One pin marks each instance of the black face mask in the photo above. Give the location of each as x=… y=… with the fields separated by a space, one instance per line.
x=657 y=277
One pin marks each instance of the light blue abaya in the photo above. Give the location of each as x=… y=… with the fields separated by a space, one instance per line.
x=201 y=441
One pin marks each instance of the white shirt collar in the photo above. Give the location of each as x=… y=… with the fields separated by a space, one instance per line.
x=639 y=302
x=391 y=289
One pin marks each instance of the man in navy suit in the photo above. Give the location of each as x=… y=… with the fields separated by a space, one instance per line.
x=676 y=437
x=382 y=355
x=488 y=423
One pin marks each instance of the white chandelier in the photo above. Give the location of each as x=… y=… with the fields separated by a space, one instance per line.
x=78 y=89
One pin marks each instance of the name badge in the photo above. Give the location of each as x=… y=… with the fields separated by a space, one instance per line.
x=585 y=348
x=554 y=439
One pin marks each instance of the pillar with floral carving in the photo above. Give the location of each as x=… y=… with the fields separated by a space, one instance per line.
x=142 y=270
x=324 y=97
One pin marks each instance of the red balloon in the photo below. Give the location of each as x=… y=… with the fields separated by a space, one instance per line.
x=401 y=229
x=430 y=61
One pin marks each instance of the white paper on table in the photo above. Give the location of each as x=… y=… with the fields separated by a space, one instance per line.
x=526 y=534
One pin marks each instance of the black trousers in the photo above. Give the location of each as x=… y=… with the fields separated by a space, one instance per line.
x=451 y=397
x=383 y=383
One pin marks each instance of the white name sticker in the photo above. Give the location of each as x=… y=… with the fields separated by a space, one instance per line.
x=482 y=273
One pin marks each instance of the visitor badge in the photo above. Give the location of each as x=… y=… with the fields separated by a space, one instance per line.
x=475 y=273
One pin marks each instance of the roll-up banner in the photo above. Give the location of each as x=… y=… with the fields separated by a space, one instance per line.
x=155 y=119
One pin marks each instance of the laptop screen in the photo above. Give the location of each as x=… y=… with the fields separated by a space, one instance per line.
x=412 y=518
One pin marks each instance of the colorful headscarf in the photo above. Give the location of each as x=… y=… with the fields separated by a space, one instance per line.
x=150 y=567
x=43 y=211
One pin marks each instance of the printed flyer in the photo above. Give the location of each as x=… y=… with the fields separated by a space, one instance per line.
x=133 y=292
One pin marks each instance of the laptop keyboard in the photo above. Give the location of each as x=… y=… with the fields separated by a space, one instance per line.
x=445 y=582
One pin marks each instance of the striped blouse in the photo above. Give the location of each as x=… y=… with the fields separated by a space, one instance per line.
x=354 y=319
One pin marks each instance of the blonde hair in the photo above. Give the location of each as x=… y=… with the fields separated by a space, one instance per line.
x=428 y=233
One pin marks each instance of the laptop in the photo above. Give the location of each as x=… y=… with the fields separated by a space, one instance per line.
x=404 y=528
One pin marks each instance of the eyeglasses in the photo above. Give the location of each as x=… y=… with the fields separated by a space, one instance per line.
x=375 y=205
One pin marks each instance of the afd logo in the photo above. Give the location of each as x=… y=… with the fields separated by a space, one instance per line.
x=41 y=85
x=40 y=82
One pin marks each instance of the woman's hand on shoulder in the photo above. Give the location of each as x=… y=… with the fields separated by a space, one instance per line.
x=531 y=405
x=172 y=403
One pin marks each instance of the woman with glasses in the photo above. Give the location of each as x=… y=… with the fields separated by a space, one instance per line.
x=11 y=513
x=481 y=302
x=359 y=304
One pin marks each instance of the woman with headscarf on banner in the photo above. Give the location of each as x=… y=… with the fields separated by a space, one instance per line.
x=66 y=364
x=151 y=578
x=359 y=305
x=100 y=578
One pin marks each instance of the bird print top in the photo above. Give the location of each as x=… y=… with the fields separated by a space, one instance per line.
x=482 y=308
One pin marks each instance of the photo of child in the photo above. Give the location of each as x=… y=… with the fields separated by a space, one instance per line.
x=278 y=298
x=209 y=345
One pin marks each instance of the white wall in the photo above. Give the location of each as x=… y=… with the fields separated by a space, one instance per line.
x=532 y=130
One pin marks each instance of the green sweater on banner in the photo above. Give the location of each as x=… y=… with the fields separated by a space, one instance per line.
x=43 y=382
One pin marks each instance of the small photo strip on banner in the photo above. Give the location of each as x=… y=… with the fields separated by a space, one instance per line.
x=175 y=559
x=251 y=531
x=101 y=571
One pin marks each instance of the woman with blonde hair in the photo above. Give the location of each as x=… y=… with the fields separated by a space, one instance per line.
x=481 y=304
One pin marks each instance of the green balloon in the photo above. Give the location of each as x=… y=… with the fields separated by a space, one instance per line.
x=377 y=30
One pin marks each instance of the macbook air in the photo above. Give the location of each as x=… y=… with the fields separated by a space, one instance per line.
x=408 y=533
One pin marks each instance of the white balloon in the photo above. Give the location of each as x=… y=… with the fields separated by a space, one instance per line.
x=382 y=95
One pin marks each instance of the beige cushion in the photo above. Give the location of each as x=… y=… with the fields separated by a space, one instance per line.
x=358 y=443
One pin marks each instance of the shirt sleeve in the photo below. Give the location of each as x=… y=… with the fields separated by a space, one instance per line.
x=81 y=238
┄┄┄┄┄┄┄┄┄┄┄┄┄┄┄┄┄┄┄┄
Exercise goal >> The records shown above should be given again word for word.

Written solution >>
One pin marks each instance of the black face mask in the photo above. Give the location of each as x=… y=… with the fields separated by a space, one instance per line.
x=657 y=277
One pin marks each instance of the light blue abaya in the photo above. Give the location of each as x=… y=… with the fields separated by a space, one instance per line.
x=201 y=441
One pin marks each instance of the white shirt collar in the photo above. Give the location of each as x=… y=… with the fields separated by a space, one instance per line.
x=639 y=302
x=391 y=289
One pin marks each instance of the man in navy suit in the photo above. Give the location of each as x=… y=… with the fields separated by a space, one instance per line.
x=676 y=437
x=382 y=355
x=488 y=423
One pin marks each instance of the white chandelier in the photo above. Give the location of each as x=… y=… with the fields separated by a space, one instance per line.
x=78 y=89
One pin marks each instance of the name badge in the photo above. Give the location of each as x=… y=… with the fields separated by a space, one instance per line.
x=585 y=348
x=554 y=439
One pin marks each instance of the pillar with floral carving in the photo above. Give the location of each as x=… y=… with the fields separated by a space, one instance per line.
x=142 y=270
x=324 y=97
One pin marks each instance of the red balloon in the photo below. Give the location of each as x=… y=… with the fields separated by a space, one instance per line.
x=401 y=229
x=430 y=61
One pin marks each instance of the white paper on table in the photo above. Give the location of each as x=… y=… with the fields separated by a space, one instance per line.
x=526 y=534
One pin marks each instance of the black trousers in the photo above. Give the location of each as x=… y=… with the fields separated by a space, one instance per line.
x=451 y=397
x=383 y=383
One pin marks each instance of the white name sticker in the photo above. Give the location of each as x=… y=… with the fields separated by a space, one instance per line.
x=482 y=273
One pin marks each instance of the visitor badge in the photo above. Give the location of each as x=… y=… with the fields separated by a space, one instance per line.
x=475 y=273
One pin marks each instance of the roll-up banner in the photo above. Give the location of each as x=… y=… with the fields separated by a space, one instance per line.
x=155 y=119
One pin marks each instance of the laptop screen in the photo above. Give the location of each as x=… y=… with the fields separated by a space, one instance per line.
x=412 y=518
One pin marks each instance of the colorful headscarf in the photo above. Give the location of each as x=… y=… with the fields separated by a space, one instance per line.
x=150 y=567
x=43 y=211
One pin marks each instance of the printed flyer in the photo above. Give the location of each as x=… y=… with the fields separated by a space, one instance per line.
x=133 y=292
One pin marks each instance of the laptop keyboard in the photo above. Give the location of each as x=… y=… with the fields separated by a space, one instance per line.
x=445 y=582
One pin marks each instance of the striped blouse in the photo above. Give the location of each as x=… y=… with the fields separated by a space, one instance per line.
x=354 y=319
One pin marks each instance of the blonde hair in the photo above. Give the location of each as x=… y=… with the fields separated by a space, one instance per line.
x=428 y=233
One pin marks each instance of the laptop in the photo above. Give the location of each as x=… y=… with the fields separated by a space, one instance per line.
x=404 y=528
One pin marks each instance of the eyeglasses in the photo above. Give the location of each as x=… y=… with the fields separated by a space, one instance per line.
x=375 y=205
One pin marks each instance of the afd logo in the photo above. Give the location of each as x=… y=… with the fields separated by a space, one instance per line.
x=41 y=85
x=40 y=82
One pin marks each instance of the woman's hand on shoulder in the photo above. Give the location of each as x=… y=… with the fields separated by a space, one instance per line.
x=531 y=405
x=172 y=403
One pin marks each instance of the woman with glasses in the photo above. Give the location of each as x=… y=… with the fields separated by a space, one instance per line.
x=11 y=513
x=481 y=302
x=359 y=304
One pin marks each instance of the woman with headscarf on banner in the photo above. Give the location of each as x=… y=… with the fields separated by a space, one instance per line.
x=66 y=364
x=151 y=578
x=359 y=305
x=100 y=578
One pin marks each instance of the bird print top in the photo above. Give the location of each as x=… y=… with the fields separated by a space, one instance per line.
x=482 y=308
One pin marks each instance of the photo of child in the photo above. Give the location of each as x=… y=… with the fields separated by a space, one instance per line.
x=278 y=298
x=209 y=345
One pin marks each instance of the white wall in the photo above. Give the location of each as x=… y=… with the fields separated by a space, one instance per line.
x=532 y=130
One pin marks each instance of the green sweater on banner in the photo above. Give the location of each as x=… y=… with the fields separated by a space, one instance per line.
x=43 y=382
One pin marks each instance of the small photo strip on banner in the photo above. Give the location of each as x=… y=… with the fields separated by a space, one instance per line.
x=175 y=559
x=251 y=531
x=101 y=571
One pin marks each instance of the woman with blonde hair in the photo above. Give the location of each as x=… y=… with the fields separated by a space, one instance per line.
x=481 y=304
One pin marks each instance of the green balloon in the photo above. Give the location of each as x=… y=… with the fields separated by a space, one instance per line.
x=377 y=30
One pin marks each instance of the macbook air in the photo above. Give the location of each as x=… y=… with the fields separated by a space, one instance per line.
x=408 y=533
One pin marks each instance of the white balloon in the photo above. Give the location of each as x=… y=… with the fields separated by a space, one instance per line.
x=382 y=95
One pin marks each instance of the beige cushion in the photo above. Give the location of each as x=… y=… with the fields separated by a space, one instance per line.
x=358 y=443
One pin marks each instance of the shirt sleeve in the photo below. Give the location of each as x=… y=… with the fields separated by a space, one instance per line.
x=81 y=238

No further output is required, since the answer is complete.